> Problem to work on
Return the full listing below, unchanged.

Input material Start Marker

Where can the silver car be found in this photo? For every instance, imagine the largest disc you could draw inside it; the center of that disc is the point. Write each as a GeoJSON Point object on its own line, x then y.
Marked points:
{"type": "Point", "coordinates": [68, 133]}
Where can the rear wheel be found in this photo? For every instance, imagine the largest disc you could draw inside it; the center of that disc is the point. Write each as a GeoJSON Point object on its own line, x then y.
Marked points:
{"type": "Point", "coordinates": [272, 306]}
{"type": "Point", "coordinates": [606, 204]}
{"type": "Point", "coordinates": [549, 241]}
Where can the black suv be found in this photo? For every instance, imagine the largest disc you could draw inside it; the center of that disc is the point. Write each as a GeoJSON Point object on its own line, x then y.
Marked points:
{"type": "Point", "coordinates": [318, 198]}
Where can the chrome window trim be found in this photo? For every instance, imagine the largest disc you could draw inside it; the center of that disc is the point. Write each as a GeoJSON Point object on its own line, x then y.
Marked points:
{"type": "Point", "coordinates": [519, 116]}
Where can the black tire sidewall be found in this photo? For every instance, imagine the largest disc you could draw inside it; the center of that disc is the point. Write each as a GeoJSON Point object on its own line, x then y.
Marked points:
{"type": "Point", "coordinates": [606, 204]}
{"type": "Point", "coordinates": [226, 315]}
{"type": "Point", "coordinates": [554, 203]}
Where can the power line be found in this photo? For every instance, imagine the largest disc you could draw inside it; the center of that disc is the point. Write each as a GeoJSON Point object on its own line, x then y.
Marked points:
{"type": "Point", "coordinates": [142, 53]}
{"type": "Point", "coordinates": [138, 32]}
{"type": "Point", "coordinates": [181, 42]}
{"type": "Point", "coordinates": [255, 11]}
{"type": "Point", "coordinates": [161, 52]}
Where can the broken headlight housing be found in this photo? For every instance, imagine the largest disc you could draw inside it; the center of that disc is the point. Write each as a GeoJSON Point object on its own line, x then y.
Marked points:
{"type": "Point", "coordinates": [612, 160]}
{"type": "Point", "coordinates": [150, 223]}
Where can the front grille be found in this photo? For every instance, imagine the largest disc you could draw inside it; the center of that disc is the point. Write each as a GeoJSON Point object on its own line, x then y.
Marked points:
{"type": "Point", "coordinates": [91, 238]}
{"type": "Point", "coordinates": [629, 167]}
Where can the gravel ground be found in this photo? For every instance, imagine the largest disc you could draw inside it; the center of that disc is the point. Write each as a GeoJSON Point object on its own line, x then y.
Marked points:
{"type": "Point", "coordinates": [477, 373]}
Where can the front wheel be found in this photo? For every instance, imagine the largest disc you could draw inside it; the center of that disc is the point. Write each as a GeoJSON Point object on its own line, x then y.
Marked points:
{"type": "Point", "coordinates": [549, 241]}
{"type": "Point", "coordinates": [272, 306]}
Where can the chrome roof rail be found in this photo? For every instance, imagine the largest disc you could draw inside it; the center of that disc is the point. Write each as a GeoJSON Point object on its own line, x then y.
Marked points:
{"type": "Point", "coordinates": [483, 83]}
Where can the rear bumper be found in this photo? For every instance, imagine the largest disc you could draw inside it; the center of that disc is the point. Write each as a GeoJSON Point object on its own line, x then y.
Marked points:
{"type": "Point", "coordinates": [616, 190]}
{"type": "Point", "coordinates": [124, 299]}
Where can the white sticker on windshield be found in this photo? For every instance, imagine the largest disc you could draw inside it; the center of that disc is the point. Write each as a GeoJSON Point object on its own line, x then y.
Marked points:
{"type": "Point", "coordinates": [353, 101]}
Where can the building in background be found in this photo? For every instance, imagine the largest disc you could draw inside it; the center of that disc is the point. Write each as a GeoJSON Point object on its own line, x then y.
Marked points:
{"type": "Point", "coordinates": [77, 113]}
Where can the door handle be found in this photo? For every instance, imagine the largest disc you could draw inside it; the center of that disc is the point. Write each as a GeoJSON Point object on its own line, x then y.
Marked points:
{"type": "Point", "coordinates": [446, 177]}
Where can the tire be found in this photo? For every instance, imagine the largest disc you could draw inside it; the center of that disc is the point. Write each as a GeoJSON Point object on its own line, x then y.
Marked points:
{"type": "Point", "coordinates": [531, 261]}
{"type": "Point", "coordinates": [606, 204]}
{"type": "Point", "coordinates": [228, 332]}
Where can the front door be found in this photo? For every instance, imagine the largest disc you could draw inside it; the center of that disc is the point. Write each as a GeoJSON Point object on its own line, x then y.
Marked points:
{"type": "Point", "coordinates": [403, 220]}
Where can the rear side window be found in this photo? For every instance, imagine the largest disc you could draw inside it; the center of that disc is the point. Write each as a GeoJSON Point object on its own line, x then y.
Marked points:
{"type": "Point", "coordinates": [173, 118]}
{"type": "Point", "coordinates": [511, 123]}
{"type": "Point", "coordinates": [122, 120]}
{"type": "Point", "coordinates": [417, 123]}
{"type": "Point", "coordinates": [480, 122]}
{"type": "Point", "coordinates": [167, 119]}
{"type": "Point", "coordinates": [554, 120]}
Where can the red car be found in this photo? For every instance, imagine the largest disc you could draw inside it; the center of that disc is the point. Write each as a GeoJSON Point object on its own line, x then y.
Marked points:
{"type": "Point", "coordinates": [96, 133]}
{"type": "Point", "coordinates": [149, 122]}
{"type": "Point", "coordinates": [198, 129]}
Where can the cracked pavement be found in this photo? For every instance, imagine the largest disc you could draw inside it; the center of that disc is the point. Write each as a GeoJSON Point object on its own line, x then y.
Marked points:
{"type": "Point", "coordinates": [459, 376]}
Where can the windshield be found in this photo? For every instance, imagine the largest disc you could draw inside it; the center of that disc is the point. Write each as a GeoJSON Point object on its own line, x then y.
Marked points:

Input material End Marker

> Written reply
Where can the silver car be found in this photo? For every instance, imagine the largest disc you could draw inside it; the center of that disc is the point. Write each as a GeoJSON Point object on its own line, x then y.
Marked points:
{"type": "Point", "coordinates": [68, 133]}
Where can the rear wheel be found in this photo? For every instance, imagine the largest disc you could draw inside it; the center of that disc is the point. Write each as a GeoJSON Point object on its own line, x then y.
Marked points:
{"type": "Point", "coordinates": [272, 306]}
{"type": "Point", "coordinates": [606, 204]}
{"type": "Point", "coordinates": [549, 241]}
Where can the black suv be found in this photo? For every instance, imagine the largest disc you could draw inside it; the center of that disc is the point. Write each as a GeoJSON Point object on its own line, x then y.
Marked points:
{"type": "Point", "coordinates": [318, 198]}
Where can the chrome window trim be found in this photo? For every instance, imagine the largest disc you could draw inside it; the center of that disc is the point. Write each as a GeoJSON Point object on its own line, x then y.
Marked points:
{"type": "Point", "coordinates": [519, 116]}
Where can the black tire sidewall be found in this photo? For every instance, imagine the largest disc you could draw inside it; the center of that disc is the point. Write each as a GeoJSON Point object on its own line, x then y.
Marked points:
{"type": "Point", "coordinates": [606, 204]}
{"type": "Point", "coordinates": [226, 315]}
{"type": "Point", "coordinates": [554, 203]}
Where can the power line be found in this photo? For every instance, imagine the largest disc you could draw inside it; the center of that disc is the point. Write each as a GeoJSON Point object on its own line, x then y.
Marked points:
{"type": "Point", "coordinates": [142, 53]}
{"type": "Point", "coordinates": [138, 32]}
{"type": "Point", "coordinates": [181, 42]}
{"type": "Point", "coordinates": [255, 11]}
{"type": "Point", "coordinates": [161, 52]}
Where can the broken headlight housing be found in this photo? For every instance, imagine the largest disc you could draw inside it; the center of that disc is the point. Write each as a GeoJSON Point object on its own line, x then y.
Marked points:
{"type": "Point", "coordinates": [612, 160]}
{"type": "Point", "coordinates": [150, 223]}
Where can the front grille be found in this photo? For every instance, imagine the largest disc you could draw inside it; the center of that disc is the point. Write each as a GeoJSON Point object on its own line, x then y.
Marked points:
{"type": "Point", "coordinates": [91, 238]}
{"type": "Point", "coordinates": [629, 167]}
Where can the gravel ground be found in this photo? For every instance, imagine the largest disc you could draw inside it; the center of that disc is the point. Write each as a GeoJSON Point object on its own line, x then y.
Marked points:
{"type": "Point", "coordinates": [477, 373]}
Where can the front wheel be found in this photo? For every instance, imagine the largest disc you could draw inside it; the center of that disc is the point. Write each as a GeoJSON Point object on its own line, x then y.
Marked points:
{"type": "Point", "coordinates": [549, 241]}
{"type": "Point", "coordinates": [272, 306]}
Where can the chrome roof rail be found in this photo? For every instance, imagine the largest disc you could draw inside it; the center of that disc is the point. Write each as a GeoJSON Point object on its own line, x then y.
Marked points:
{"type": "Point", "coordinates": [483, 83]}
Where can the rear bumper be found in this photo? For every instance, imagine the largest disc you could draw inside it; the center of that disc is the point. Write each as a GeoJSON Point object on its own line, x then y.
Marked points:
{"type": "Point", "coordinates": [616, 190]}
{"type": "Point", "coordinates": [124, 299]}
Where can the white sticker on windshield be found in this photo? For every instance, imagine the largest disc you could draw inside it; the center of that disc is the point. Write each as a GeoJSON Point object on its own line, x then y.
Marked points:
{"type": "Point", "coordinates": [353, 101]}
Where can the building in background be found in this photo? For every instance, imagine the largest disc you could draw inside it; the center of that disc is the point. Write each as a GeoJSON Point object on its own line, x then y.
Marked points:
{"type": "Point", "coordinates": [77, 113]}
Where can the door handle be found in this photo? For every instance, imagine the largest disc you could draw inside it; the center of that disc is the point. Write each as a GeoJSON Point object on its own line, x then y.
Marked points:
{"type": "Point", "coordinates": [446, 177]}
Where can the tire be found in this photo? For every instance, imagine the largest disc you could draw inside it; the center of that disc is the point. Write each as a GeoJSON Point object on its own line, x then y.
Marked points:
{"type": "Point", "coordinates": [531, 261]}
{"type": "Point", "coordinates": [606, 204]}
{"type": "Point", "coordinates": [228, 332]}
Where can the front door be found in this photo? For every instance, imagine the largest disc you could draw inside it; the center of that disc is the point. Write each as a GeoJSON Point object on its own line, x then y.
Marked points:
{"type": "Point", "coordinates": [403, 220]}
Where can the rear side window be found in this photo? For every instance, imagine the largest disc you could draw inside it; the center of that disc is the point. Write each as a GeoJSON Point object on its own line, x then y.
Marked points:
{"type": "Point", "coordinates": [173, 118]}
{"type": "Point", "coordinates": [511, 123]}
{"type": "Point", "coordinates": [122, 120]}
{"type": "Point", "coordinates": [417, 123]}
{"type": "Point", "coordinates": [480, 122]}
{"type": "Point", "coordinates": [167, 119]}
{"type": "Point", "coordinates": [554, 120]}
Where can the red car be found in this photo? For every instance, imagine the largest disc you could draw inside it; the center of that disc is the point. Write each as a GeoJSON Point object on its own line, x then y.
Marked points:
{"type": "Point", "coordinates": [96, 133]}
{"type": "Point", "coordinates": [149, 122]}
{"type": "Point", "coordinates": [198, 129]}
Where can the cracked pavement be found in this photo? For every instance, imagine the largest disc you could draw inside it; the center of that disc is the point. Write each as a GeoJSON Point object on its own line, x then y.
Marked points:
{"type": "Point", "coordinates": [459, 376]}
Where can the windshield be found in this photo? For every instance, imagine the largest disc you could draw inside it; the center of that disc is the point. Write each as a GeoJSON Point object on its own line, x then y.
Marked points:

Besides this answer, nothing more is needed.